PROBLEM REQUIREMENTS >> Copy the records word for word, omitting all pictures.
[EXERCISE MATERIALS Boundary: Start]
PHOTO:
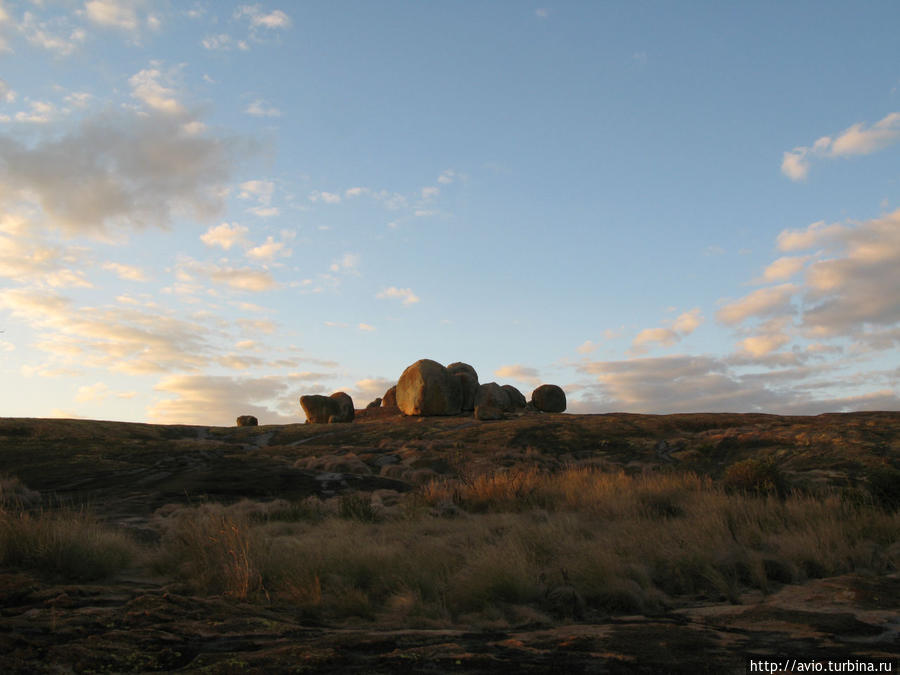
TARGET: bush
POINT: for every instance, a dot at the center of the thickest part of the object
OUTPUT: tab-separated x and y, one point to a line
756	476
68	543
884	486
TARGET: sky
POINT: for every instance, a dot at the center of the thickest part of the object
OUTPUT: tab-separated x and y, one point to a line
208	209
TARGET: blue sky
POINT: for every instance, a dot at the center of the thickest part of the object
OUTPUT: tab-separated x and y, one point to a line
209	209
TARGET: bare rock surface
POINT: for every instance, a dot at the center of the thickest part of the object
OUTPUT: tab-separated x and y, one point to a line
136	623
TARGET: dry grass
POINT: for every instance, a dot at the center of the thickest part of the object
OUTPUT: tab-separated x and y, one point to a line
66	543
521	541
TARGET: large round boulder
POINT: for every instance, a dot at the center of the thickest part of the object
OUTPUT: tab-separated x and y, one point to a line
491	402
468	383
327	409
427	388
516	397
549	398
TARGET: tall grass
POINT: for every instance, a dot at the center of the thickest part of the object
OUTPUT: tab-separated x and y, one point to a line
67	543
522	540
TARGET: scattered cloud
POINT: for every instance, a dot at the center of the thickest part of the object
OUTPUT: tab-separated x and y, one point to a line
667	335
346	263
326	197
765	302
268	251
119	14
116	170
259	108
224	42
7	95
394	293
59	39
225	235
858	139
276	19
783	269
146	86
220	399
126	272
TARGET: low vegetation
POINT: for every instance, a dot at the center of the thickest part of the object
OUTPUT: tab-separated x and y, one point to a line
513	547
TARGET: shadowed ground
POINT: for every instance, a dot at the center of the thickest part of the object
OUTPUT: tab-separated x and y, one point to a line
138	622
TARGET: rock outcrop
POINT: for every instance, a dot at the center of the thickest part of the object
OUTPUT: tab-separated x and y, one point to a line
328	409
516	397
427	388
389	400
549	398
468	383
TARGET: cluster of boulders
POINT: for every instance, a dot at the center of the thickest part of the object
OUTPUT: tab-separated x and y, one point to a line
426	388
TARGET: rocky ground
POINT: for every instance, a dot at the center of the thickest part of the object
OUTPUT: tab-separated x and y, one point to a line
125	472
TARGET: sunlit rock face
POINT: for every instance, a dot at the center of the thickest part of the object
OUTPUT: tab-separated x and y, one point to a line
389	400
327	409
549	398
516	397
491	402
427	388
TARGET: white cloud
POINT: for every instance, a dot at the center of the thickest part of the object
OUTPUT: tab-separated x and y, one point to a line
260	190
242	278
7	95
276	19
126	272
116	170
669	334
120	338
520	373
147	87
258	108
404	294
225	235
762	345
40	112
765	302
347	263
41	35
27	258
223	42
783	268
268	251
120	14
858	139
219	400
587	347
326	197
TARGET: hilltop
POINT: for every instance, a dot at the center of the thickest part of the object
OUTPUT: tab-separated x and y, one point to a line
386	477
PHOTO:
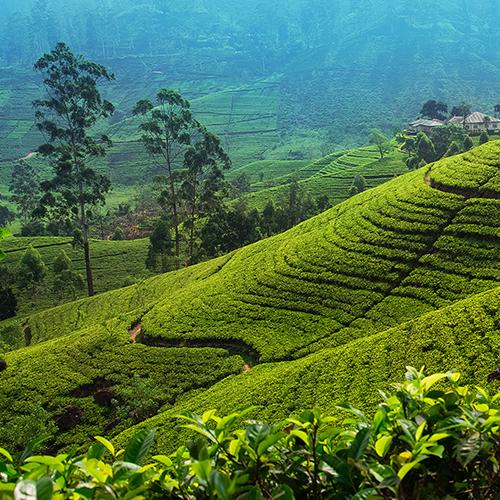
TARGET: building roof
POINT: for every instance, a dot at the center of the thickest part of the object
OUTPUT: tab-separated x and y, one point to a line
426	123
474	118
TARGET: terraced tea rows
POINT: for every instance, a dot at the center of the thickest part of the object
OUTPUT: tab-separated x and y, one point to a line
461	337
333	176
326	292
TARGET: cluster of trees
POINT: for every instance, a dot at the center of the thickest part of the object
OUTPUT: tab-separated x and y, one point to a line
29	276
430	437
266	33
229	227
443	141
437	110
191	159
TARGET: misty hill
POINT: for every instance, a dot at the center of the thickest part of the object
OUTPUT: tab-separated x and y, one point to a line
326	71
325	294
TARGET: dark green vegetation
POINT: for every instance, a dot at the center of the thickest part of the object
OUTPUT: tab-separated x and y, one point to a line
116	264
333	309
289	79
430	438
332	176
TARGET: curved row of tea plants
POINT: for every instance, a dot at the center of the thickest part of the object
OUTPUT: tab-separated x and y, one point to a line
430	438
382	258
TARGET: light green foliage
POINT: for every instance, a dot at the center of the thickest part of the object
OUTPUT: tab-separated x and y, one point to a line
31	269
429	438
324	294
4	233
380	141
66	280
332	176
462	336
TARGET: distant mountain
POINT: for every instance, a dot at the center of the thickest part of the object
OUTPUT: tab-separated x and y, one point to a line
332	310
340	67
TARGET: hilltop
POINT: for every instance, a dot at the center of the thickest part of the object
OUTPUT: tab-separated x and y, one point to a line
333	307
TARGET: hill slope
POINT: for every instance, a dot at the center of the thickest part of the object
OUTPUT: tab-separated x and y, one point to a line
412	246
[EXERCISE MATERIALS Boundary: End]
SOLUTION >>
PHOTO:
TARGET: bush
POINT: for every instance, a dot at the center of the thickest part of the object
OUTPUT: tab-separated x and y, one point to a line
756	476
68	543
884	486
TARGET: sky
POINT: for every instance, a dot at the center of the thickest part of the object
OUTPUT: tab-separated x and y, one point to a line
208	209
TARGET: blue sky
POINT: for every instance, a dot at the center of the thickest part of the object
OUTPUT: tab-separated x and y, one point to a line
209	209
TARGET: bare rock surface
POINT: for every instance, a dot at the center of the thickest part of the object
OUTPUT: tab-separated x and y, one point to a line
136	623
TARGET: dry grass
POINT: for every instance, a dot at the center of the thickest part of the object
OUTPUT: tab-separated x and y, one point to a line
66	543
521	541
TARGET: large round boulder
POINT: for every instance, a dot at the center of the thickest part of the object
OUTPUT: tab-separated x and y, one point to a line
491	402
468	383
327	409
427	388
516	397
549	398
TARGET: tall grass
POINT: for every instance, a dot at the center of the thickest part of the object
OUTPUT: tab-separated x and y, one point to a line
67	543
522	540
TARGET: scattered cloud
POINT: for every instance, a dot at the center of the thickest part of the object
OUTPUT: tab-separated x and y, one point to a line
667	335
346	263
326	197
765	302
268	251
119	14
116	170
259	108
224	42
7	95
394	293
59	39
225	235
858	139
276	19
783	269
146	86
220	399
126	272
TARGET: low vegetation
POINT: for every instance, a dot at the center of the thickest part of the object
OUTPUT: tab-separated x and y, one point to a line
513	547
TARGET: shadowed ground
POINT: for every instance, a dot at the center of the thickest part of the object
OUTPUT: tab-separated x and y, one point to a line
138	622
TARGET: rock outcrop
POINT: for every instance, a dot at the center of the thickest part of the object
OUTPUT: tab-separated x and y, one point to a line
328	409
516	397
427	388
389	400
549	398
468	383
TARGET: cluster of boulders
POINT: for every instance, a dot at the center of the thickest part of the object
OUTPUT: tab-separated x and y, one point to a line
426	388
TARGET: rocky ground
POINT: for every instance, a dot at the center of the thickest part of the object
OUTPUT: tab-separated x and y, one point to a line
125	472
TARGET: sunlit rock face
POINT: for every instance, a dot at the center of the thickest part of the object
OUTPUT: tab-separated x and y, one point to a line
389	400
327	409
549	398
516	397
491	402
427	388
TARGET: white cloud
POINT: for every instance, a dot at the center of the thickest part of the object
OUTPUT: tab-separated x and y, one point to a line
260	190
242	278
7	95
276	19
126	272
116	170
669	334
120	338
520	373
147	87
258	108
404	294
225	235
762	345
40	112
765	302
347	263
41	35
27	258
223	42
783	268
268	251
120	14
858	139
219	400
587	347
326	197
TARGET: hilltop
POINT: for every instance, a dot at the center of the thickest part of the object
OUTPUT: tab-separated x and y, one point to a line
386	477
PHOTO:
TARGET: building roof
POINT: for every instance, a dot at the center of the thickest part of the object
OUTPUT: tab-separated x and y, one point to a line
426	123
474	118
TARGET: terraced tea rows
POINT: for every instance, a dot at the center of the thickest part of the object
OUTPUT: tab-separated x and y, one point to a line
461	337
333	176
326	292
TARGET: cluster of trees
POINT: for every instance, a dot at the center of the thickest part of the object
OUTPUT: tab-separated x and y, one point to a line
29	276
430	437
266	33
229	227
443	141
437	110
191	159
TARGET: misty hill
POINT: for every instance, a dot at the center of the thickest part of the object
OUTPUT: tab-separated x and y, one point to a line
326	71
325	294
TARGET: dark green vegetation
POINT: for every instance, a dot at the center of the thickest part of the object
OUTPUT: tab-separated x and y, one point to a line
116	264
333	309
289	79
430	438
332	176
TARGET: curved row of tea plants
POINT: for every instance, a dot at the center of the thickest part of the object
OUTPUT: tab-separated x and y, one point to a line
430	438
382	258
TARGET: light green foliage
POINT: for every instance, a dot at the center of the thickest part of the object
OUTPUT: tab-separated x and y, one point to a line
31	269
429	438
324	294
4	233
380	141
66	280
332	176
462	336
TARGET: distant mountain
POINT: for every instance, a dot at the center of the thickest part of the object
OUTPUT: tab-separated x and y, one point to a line
332	310
340	67
TARGET: hilltop
POINT: for every instance, a dot at the center of the thickest part of the object
OUTPUT: tab-separated x and y, one point to a line
333	307
TARGET: hill slope
POINT: for every instance, a dot at the center of the thickest part of the object
OUTPUT: tab-separated x and y, one point to a line
412	246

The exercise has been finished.